====== SOURCE EXCERPT ======

# Puppy Structure



## amjrchamberlain (Mar 8, 2005)

I was reading "Tricks of the Trade" by Pat Hastings and she repeatedly says that a puppy's structure at 8 weeks old (give or take 3 days) is what the puppy will be as an adult. Often, I hear breeders say that they can't tell what the puppy will be as an adult, until the puppy is several months old (atleast). 

Which is most correct?


----------



## firenurseireland (Mar 4, 2007)

i agree with the breeders, but ill let a more knowledgable person answer!!!


----------



## Andaka (Jun 29, 2003)

I have found that with GSD's it can depend on the bloodline. With my dogs being linebred on Sundance Kid they can go thru some real uglies later in puppyhood, so I like to choose early, around the 7-8 week age. Other bloodlines seem to take longer to develop, and their breeders like to choose later. I have had pretty good luck with it.


----------



## EastGSD (Jul 8, 2001)

Personally I like to see puppies right at birth while they are still wet and not full of milk.....you can see so much of their structure and I tend to see it as pretty accurate. Of course within a half hour they are fat full of milk and the window is gone lol But, I do like to look at them at birth.

Cherri


----------



## Romance (Apr 16, 2007)

Molly 5 weeks










Molly7 months










I hope this gives you better understanding.


----------



## im4dogz (Dec 10, 2006)

I can't comment on this thread but I will say that Molly has matured beautifully.


----------



## Romance (Apr 16, 2007)

Thank You. She's a spitfire..keeps me on my toes.


----------



## amjrchamberlain (Mar 8, 2005)

Very interesting.









Andaka - That's a good point (about the bloodlines causing variation). 

Cherri - That's an interesting thought - I had not heard of evaluating structure at birth. 

Romance - Thank you for posting the pictures as illustration.







Your Molly is incredible.









Other thoughts, anyone?


----------



## MaggieRoseLee (Aug 17, 2001)

Wow, I'm always amazed how our puppies can change. And Molly is a nice looking dog.


----------



## Karla_Calderon (May 15, 2005)

I generally stack my working line puppies at seven weeks, taking photos of stacks and heads (to get an idea of earset), any later than that - its too late IMO. One thing I have noticed, the better the movement (and choice of gait) in a natural setting (i.e. just observing in the puppy play area as opposed to on a leash), the more correct the structure - from the get go.


----------

====== GIVEN RECORDS ======

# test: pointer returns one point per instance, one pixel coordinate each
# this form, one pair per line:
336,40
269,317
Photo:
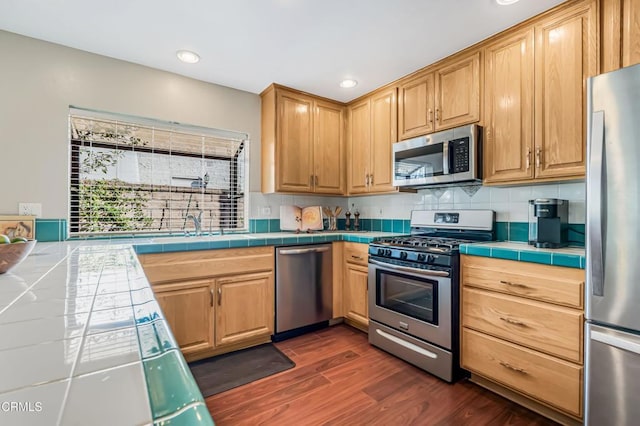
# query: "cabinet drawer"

======

## EXERCISE DETAILS:
Reproduce the puppy structure thread from "Wow, I'm always" up to and including "the get go.". Work only from the puppy structure thread.

## RESPONSE:
Wow, I'm always amazed how our puppies can change. And Molly is a nice looking dog.


----------



## Karla_Calderon (May 15, 2005)

I generally stack my working line puppies at seven weeks, taking photos of stacks and heads (to get an idea of earset), any later than that - its too late IMO. One thing I have noticed, the better the movement (and choice of gait) in a natural setting (i.e. just observing in the puppy play area as opposed to on a leash), the more correct the structure - from the get go.